**Work order:**
Under this task are some entries; return every one of them exactly.

**Source records:**
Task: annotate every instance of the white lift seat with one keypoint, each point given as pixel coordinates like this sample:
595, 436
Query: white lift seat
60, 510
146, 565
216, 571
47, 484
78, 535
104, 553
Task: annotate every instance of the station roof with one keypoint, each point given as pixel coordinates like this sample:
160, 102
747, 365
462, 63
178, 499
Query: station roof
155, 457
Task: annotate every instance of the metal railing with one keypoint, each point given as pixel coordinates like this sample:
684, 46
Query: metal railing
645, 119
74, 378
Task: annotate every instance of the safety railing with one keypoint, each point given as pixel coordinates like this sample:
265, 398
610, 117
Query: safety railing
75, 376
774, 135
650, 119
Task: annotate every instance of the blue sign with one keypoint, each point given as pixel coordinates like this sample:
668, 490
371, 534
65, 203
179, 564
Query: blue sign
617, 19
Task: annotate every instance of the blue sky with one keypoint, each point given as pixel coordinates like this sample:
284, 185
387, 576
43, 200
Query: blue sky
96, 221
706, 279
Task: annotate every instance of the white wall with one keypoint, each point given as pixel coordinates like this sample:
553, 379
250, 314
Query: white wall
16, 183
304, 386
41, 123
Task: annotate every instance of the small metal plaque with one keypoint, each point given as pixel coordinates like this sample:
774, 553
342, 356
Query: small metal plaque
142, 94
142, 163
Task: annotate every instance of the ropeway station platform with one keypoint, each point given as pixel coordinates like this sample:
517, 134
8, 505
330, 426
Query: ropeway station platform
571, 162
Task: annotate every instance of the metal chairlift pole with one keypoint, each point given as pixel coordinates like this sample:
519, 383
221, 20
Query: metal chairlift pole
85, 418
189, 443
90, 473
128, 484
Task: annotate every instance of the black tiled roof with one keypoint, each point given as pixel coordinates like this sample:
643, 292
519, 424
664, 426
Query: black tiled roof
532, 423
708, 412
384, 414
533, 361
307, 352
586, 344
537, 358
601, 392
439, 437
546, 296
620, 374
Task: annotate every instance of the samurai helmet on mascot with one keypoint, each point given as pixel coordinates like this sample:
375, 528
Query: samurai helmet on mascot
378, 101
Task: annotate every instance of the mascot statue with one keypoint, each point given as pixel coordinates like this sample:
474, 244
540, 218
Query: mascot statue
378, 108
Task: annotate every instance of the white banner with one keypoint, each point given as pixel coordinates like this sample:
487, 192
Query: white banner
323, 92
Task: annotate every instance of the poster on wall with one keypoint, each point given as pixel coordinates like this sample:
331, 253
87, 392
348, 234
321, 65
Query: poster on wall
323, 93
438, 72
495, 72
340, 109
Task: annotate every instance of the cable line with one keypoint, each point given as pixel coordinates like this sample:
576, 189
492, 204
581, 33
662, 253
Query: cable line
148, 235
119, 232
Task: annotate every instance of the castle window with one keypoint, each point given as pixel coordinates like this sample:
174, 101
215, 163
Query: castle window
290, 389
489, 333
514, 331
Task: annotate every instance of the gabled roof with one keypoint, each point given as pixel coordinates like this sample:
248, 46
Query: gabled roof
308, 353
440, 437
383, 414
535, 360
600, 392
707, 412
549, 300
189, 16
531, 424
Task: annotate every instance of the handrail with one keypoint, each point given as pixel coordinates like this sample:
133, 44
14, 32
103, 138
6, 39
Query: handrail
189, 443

**Solution below:**
Task: annotate every instance of the white lift seat with one keypoint, each point given as pixel coordinates like this sample:
595, 436
Query: white lift seat
60, 510
146, 565
216, 571
47, 484
78, 535
104, 553
Task: annotate every instance of the station roof with one keypoint, each point given as pixel coordinates like this sample:
160, 102
747, 365
462, 63
178, 499
Query: station roof
155, 457
Task: annotate every instance of the metal railing with one keypoint, each point given as pixel coordinates like this sample:
684, 46
Query: metal railing
645, 119
74, 378
Task: annotate every instance of the safety railing with one keypoint, each point given as pixel coordinates like this sample:
265, 398
610, 117
Query: safety railing
75, 376
774, 135
650, 119
Task: annotate every instance of the blue sign with one keypoint, each point given as pixel coordinates like this sample:
668, 490
371, 534
65, 203
179, 564
Query: blue sign
617, 19
Task: annotate every instance of the blue sky with one keypoint, each point given as pixel coordinates like this sample:
284, 185
387, 576
43, 200
Query: blue sky
96, 221
706, 279
Task: annotate every instance of the white wall with one keypoint, each point given as pixel coordinates like this sample:
553, 379
250, 314
Query: white wall
16, 183
304, 386
41, 123
Task: annotate every instance of the small metal plaque with one keypoint, each point given as pixel coordinates like this sample:
774, 553
342, 356
Query: small metal plaque
142, 94
142, 163
Task: annotate every instance of the ropeway station platform with one keypoint, each point given as pixel coordinates like this sample:
517, 134
8, 505
330, 426
Query: ropeway station platform
571, 162
Task: annotate every instance of the metal chairlift pole with one keypoint, each point given as pixel coordinates like this sample:
519, 383
221, 20
Query: metal chairlift pole
85, 418
189, 443
90, 473
128, 484
Task: annotate every instance of the black tiled roof with one keypoint, each point given as pixel coordinates like this sample:
643, 292
519, 424
664, 426
Query: black tiled roof
532, 423
708, 412
384, 414
533, 361
307, 352
586, 344
537, 358
601, 392
439, 437
546, 296
620, 374
Task: annotate every instance of the samurai helmet on mascot with one keypoint, each point given as pixel coordinates like this sample:
375, 528
Query: samurai helmet on mascot
378, 101
Task: annotate every instance of the mascot statue with one keypoint, each point given as pixel coordinates like this sample:
474, 244
540, 218
Query: mascot statue
378, 108
Task: annotate every instance of the white banner with one keypoint, each point given as pixel coordinates like this sample:
487, 192
Query: white banner
323, 92
Task: annotate every instance of the poster on wall with one keypoint, each point given as pixel coordinates like this sample:
331, 253
87, 392
348, 234
321, 65
Query: poster on wall
323, 93
438, 72
495, 72
340, 109
Task: annotate every instance of the cable line with one keypoint, each point given as pixel coordinates like this sample:
576, 189
492, 204
581, 33
662, 253
Query: cable line
148, 235
119, 232
Task: annotate every instance of the castle window with one keypoint, each point given as pixel coordinates like this sample:
174, 101
215, 163
Query: castle window
290, 389
489, 333
514, 331
Task: annotate every instance of the gabled roof with one keypoint, each point given as pixel coordinates like this sample:
248, 46
Query: gabled roof
308, 353
440, 437
383, 414
535, 360
600, 392
707, 412
549, 300
189, 16
531, 424
Task: annotate every instance of the handrail with one keypoint, each point given as pixel coordinates like this sample:
133, 44
14, 32
103, 138
6, 39
Query: handrail
189, 443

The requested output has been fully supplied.